:: Brief ::
Rewrite everything from the start of the lines below down through the line containing "Target: picture hanging rail", with "instance" replaced by "occurrence" and nothing else changed. Leave out the pictures.

(Object pointing dataset lines)
•••
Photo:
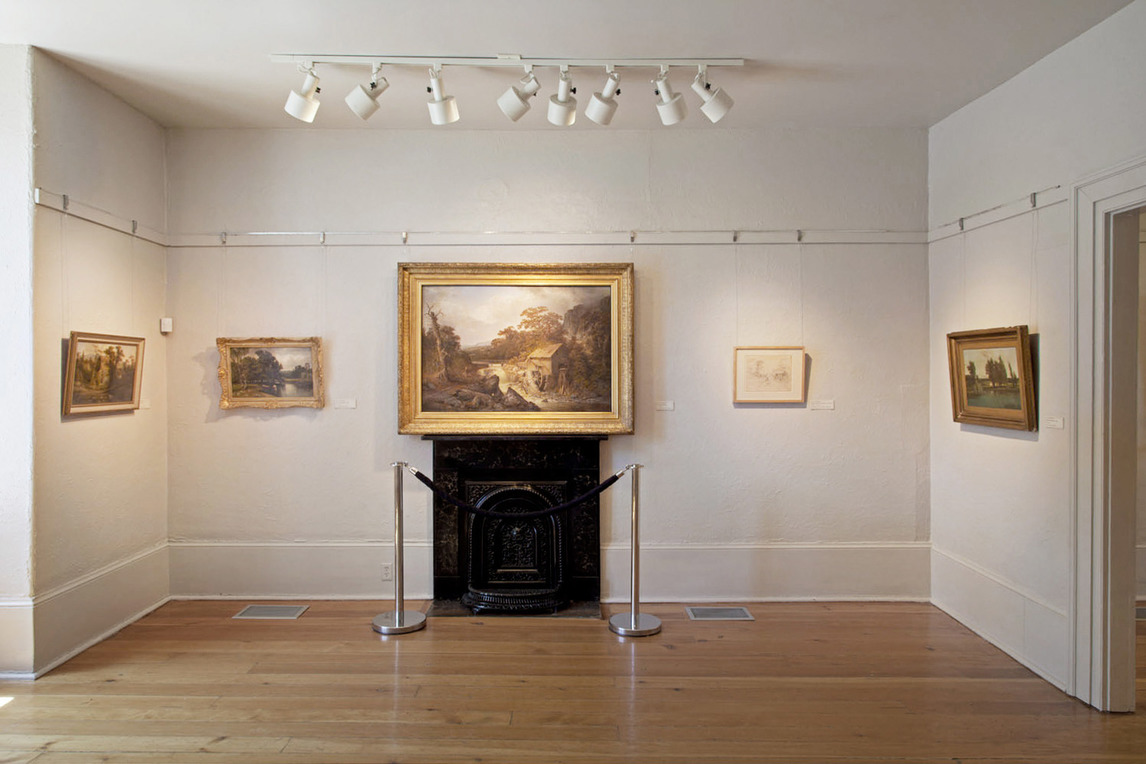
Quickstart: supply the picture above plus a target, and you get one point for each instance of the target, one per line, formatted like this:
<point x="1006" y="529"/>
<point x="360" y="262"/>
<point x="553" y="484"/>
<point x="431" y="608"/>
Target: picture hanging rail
<point x="562" y="111"/>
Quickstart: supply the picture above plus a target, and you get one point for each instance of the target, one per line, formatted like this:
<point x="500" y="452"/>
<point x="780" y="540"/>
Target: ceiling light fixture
<point x="515" y="102"/>
<point x="603" y="104"/>
<point x="303" y="103"/>
<point x="563" y="105"/>
<point x="363" y="101"/>
<point x="717" y="102"/>
<point x="442" y="108"/>
<point x="672" y="107"/>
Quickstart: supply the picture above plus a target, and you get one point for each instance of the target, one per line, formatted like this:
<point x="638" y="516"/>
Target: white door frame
<point x="1103" y="562"/>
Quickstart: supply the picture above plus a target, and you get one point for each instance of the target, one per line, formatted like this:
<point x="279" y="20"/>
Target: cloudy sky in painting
<point x="478" y="313"/>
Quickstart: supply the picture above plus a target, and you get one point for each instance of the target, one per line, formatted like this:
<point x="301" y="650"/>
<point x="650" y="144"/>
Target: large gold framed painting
<point x="104" y="373"/>
<point x="505" y="348"/>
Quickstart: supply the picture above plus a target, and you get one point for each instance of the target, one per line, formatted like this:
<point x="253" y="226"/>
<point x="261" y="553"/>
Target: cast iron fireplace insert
<point x="534" y="565"/>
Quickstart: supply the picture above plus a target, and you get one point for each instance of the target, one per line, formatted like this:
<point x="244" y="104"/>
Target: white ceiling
<point x="205" y="63"/>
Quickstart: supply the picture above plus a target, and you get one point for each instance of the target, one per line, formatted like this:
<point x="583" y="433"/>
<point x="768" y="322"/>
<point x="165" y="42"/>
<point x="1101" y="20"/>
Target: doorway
<point x="1105" y="470"/>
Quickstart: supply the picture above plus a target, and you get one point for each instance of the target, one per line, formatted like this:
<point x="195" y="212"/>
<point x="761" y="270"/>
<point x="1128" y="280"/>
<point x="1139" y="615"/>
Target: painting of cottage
<point x="516" y="348"/>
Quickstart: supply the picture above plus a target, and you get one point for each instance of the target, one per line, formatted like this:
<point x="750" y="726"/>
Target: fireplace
<point x="507" y="564"/>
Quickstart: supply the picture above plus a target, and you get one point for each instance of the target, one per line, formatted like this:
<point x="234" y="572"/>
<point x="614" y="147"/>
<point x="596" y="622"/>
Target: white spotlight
<point x="717" y="102"/>
<point x="672" y="107"/>
<point x="603" y="105"/>
<point x="515" y="102"/>
<point x="362" y="100"/>
<point x="442" y="109"/>
<point x="303" y="104"/>
<point x="563" y="105"/>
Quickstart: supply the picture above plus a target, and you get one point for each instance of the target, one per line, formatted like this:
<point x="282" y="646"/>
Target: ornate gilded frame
<point x="416" y="417"/>
<point x="1013" y="386"/>
<point x="235" y="393"/>
<point x="81" y="398"/>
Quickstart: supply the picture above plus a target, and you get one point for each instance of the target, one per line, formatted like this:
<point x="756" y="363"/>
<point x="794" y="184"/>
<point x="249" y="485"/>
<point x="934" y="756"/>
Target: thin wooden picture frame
<point x="769" y="373"/>
<point x="993" y="377"/>
<point x="271" y="372"/>
<point x="104" y="372"/>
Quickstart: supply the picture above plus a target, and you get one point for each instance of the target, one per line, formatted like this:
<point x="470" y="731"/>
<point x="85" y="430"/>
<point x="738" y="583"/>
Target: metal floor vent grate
<point x="720" y="614"/>
<point x="271" y="612"/>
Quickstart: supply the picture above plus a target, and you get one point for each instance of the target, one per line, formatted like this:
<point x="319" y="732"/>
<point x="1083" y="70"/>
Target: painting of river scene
<point x="103" y="373"/>
<point x="515" y="347"/>
<point x="269" y="372"/>
<point x="991" y="377"/>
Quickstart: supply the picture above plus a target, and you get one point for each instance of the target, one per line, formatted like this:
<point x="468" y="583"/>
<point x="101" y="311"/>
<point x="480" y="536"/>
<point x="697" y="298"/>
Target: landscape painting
<point x="271" y="372"/>
<point x="512" y="348"/>
<point x="103" y="373"/>
<point x="991" y="377"/>
<point x="769" y="375"/>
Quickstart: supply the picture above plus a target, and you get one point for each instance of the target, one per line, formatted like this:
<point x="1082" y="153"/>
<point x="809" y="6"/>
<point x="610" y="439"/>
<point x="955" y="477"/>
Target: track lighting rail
<point x="303" y="103"/>
<point x="307" y="60"/>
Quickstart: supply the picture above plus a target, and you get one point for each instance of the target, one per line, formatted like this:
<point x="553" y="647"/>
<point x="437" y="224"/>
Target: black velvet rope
<point x="516" y="516"/>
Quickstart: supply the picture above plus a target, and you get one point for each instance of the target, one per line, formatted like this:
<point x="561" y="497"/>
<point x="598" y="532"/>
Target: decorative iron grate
<point x="272" y="612"/>
<point x="720" y="614"/>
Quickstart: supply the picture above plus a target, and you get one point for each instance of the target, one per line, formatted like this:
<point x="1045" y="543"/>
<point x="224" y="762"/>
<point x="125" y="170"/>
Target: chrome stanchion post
<point x="399" y="621"/>
<point x="635" y="623"/>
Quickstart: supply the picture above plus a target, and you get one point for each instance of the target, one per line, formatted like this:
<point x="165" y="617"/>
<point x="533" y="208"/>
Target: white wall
<point x="1001" y="501"/>
<point x="16" y="640"/>
<point x="747" y="502"/>
<point x="101" y="481"/>
<point x="1140" y="540"/>
<point x="1075" y="112"/>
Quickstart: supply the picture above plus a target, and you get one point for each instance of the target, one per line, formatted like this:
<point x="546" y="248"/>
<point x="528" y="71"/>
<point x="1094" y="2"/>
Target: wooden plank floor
<point x="808" y="682"/>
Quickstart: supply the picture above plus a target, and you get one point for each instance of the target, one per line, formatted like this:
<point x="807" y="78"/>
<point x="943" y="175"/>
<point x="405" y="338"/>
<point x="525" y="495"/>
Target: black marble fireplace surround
<point x="535" y="565"/>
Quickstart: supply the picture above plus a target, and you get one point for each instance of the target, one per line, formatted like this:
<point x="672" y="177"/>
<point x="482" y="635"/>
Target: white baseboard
<point x="70" y="619"/>
<point x="1031" y="631"/>
<point x="771" y="572"/>
<point x="684" y="573"/>
<point x="17" y="646"/>
<point x="291" y="570"/>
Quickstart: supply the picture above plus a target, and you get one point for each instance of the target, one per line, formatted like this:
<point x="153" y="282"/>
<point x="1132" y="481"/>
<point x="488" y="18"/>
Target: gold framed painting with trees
<point x="271" y="372"/>
<point x="768" y="375"/>
<point x="991" y="378"/>
<point x="502" y="348"/>
<point x="104" y="373"/>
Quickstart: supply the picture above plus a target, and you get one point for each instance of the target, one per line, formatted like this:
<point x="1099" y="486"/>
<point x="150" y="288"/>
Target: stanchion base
<point x="410" y="621"/>
<point x="622" y="624"/>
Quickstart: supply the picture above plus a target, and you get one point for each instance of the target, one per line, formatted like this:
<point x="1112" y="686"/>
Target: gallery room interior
<point x="888" y="173"/>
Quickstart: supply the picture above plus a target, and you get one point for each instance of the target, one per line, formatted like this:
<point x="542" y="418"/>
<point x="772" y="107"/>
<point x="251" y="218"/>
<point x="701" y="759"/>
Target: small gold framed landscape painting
<point x="507" y="348"/>
<point x="991" y="379"/>
<point x="768" y="375"/>
<point x="271" y="372"/>
<point x="104" y="373"/>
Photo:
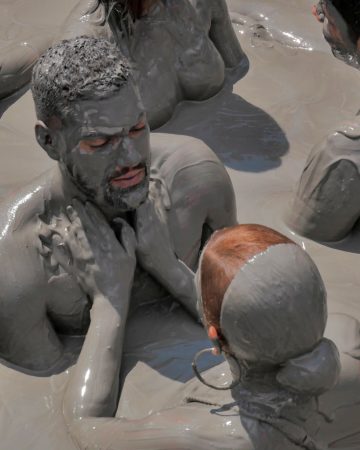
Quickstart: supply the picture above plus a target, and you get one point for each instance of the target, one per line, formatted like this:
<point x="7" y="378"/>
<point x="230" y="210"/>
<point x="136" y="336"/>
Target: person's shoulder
<point x="21" y="206"/>
<point x="172" y="153"/>
<point x="341" y="144"/>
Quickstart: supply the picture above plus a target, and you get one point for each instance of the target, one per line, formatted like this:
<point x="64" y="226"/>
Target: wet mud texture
<point x="263" y="128"/>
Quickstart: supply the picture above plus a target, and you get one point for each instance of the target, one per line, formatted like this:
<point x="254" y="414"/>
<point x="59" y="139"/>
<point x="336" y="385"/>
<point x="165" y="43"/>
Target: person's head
<point x="136" y="8"/>
<point x="266" y="300"/>
<point x="341" y="20"/>
<point x="92" y="121"/>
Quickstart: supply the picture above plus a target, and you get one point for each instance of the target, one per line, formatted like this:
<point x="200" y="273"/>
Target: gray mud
<point x="263" y="128"/>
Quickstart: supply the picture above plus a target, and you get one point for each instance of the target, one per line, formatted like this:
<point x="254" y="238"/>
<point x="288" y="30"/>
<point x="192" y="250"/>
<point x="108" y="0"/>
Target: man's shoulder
<point x="22" y="205"/>
<point x="171" y="154"/>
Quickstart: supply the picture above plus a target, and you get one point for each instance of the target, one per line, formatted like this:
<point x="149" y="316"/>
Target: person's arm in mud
<point x="104" y="268"/>
<point x="326" y="204"/>
<point x="202" y="189"/>
<point x="223" y="35"/>
<point x="90" y="400"/>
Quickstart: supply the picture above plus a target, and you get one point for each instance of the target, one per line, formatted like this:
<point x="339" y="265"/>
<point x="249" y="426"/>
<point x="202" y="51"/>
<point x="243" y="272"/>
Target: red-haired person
<point x="181" y="47"/>
<point x="263" y="303"/>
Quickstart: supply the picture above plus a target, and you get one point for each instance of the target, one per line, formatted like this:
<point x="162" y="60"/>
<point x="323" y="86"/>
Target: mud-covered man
<point x="326" y="203"/>
<point x="68" y="240"/>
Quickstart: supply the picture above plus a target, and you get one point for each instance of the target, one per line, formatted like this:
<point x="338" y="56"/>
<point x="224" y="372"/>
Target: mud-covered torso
<point x="175" y="58"/>
<point x="46" y="288"/>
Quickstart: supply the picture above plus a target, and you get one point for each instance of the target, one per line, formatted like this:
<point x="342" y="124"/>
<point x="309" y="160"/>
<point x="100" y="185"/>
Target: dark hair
<point x="278" y="324"/>
<point x="350" y="11"/>
<point x="135" y="7"/>
<point x="226" y="252"/>
<point x="75" y="69"/>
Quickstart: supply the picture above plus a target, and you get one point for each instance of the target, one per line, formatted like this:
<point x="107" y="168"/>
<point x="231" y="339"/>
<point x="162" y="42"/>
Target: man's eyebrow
<point x="91" y="134"/>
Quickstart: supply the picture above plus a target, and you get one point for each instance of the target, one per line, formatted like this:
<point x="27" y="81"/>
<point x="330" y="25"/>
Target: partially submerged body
<point x="180" y="48"/>
<point x="325" y="206"/>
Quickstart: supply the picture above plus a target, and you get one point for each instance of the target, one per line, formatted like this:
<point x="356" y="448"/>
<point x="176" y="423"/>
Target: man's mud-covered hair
<point x="77" y="69"/>
<point x="350" y="11"/>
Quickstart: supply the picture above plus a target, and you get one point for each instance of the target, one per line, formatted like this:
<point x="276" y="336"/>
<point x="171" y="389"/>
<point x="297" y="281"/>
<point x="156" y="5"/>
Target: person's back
<point x="115" y="178"/>
<point x="180" y="48"/>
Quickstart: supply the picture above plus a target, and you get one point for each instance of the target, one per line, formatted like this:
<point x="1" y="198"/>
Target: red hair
<point x="225" y="253"/>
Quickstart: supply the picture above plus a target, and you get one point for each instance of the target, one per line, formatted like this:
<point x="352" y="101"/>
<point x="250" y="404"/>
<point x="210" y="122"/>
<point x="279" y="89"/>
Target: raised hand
<point x="88" y="249"/>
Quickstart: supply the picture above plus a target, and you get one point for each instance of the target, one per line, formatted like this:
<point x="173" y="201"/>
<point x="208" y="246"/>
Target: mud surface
<point x="263" y="128"/>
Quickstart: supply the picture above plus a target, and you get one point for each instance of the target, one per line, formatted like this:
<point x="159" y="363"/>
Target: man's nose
<point x="127" y="154"/>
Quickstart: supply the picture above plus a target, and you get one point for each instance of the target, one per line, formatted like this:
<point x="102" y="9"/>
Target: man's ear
<point x="46" y="139"/>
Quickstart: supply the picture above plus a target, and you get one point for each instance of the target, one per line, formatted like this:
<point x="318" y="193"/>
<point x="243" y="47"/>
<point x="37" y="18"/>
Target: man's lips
<point x="131" y="178"/>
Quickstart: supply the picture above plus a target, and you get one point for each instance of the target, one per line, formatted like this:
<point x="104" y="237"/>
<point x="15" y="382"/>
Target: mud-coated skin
<point x="180" y="48"/>
<point x="325" y="206"/>
<point x="38" y="296"/>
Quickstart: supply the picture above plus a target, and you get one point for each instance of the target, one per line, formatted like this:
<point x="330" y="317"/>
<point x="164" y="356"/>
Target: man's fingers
<point x="128" y="238"/>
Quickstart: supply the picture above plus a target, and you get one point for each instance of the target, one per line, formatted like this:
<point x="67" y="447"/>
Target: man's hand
<point x="154" y="246"/>
<point x="155" y="251"/>
<point x="88" y="249"/>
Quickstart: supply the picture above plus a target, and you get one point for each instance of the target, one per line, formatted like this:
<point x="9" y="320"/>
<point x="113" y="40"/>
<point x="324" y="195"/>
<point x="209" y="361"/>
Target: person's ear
<point x="46" y="139"/>
<point x="358" y="45"/>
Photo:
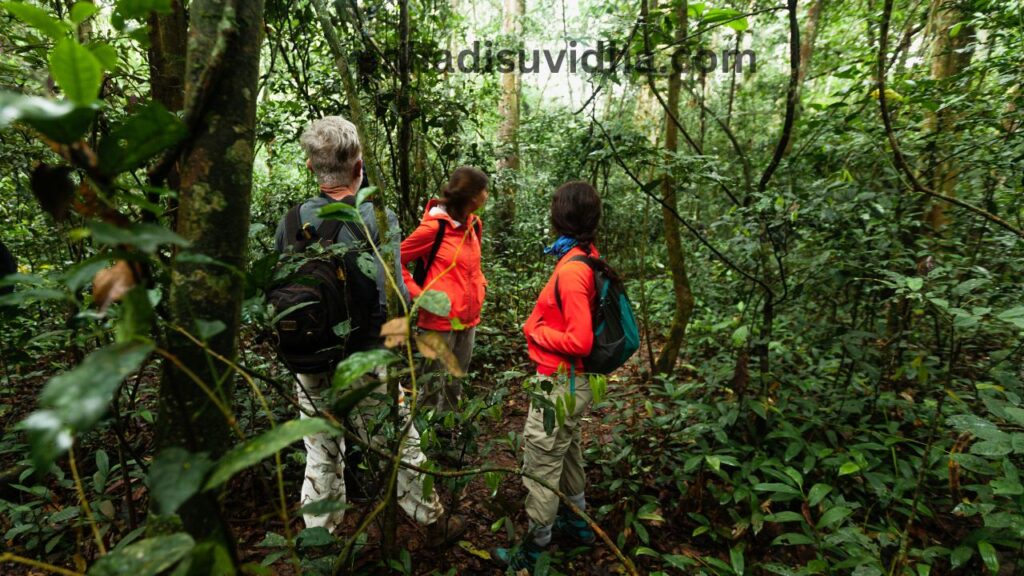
•••
:: Response to this task ::
Photo:
Quickstart: supply the picture above plus a target, and you get one point for each occurrence of the target, one per line, formatted like this:
<point x="1006" y="529"/>
<point x="360" y="262"/>
<point x="553" y="484"/>
<point x="431" y="608"/>
Target: picture hanging rail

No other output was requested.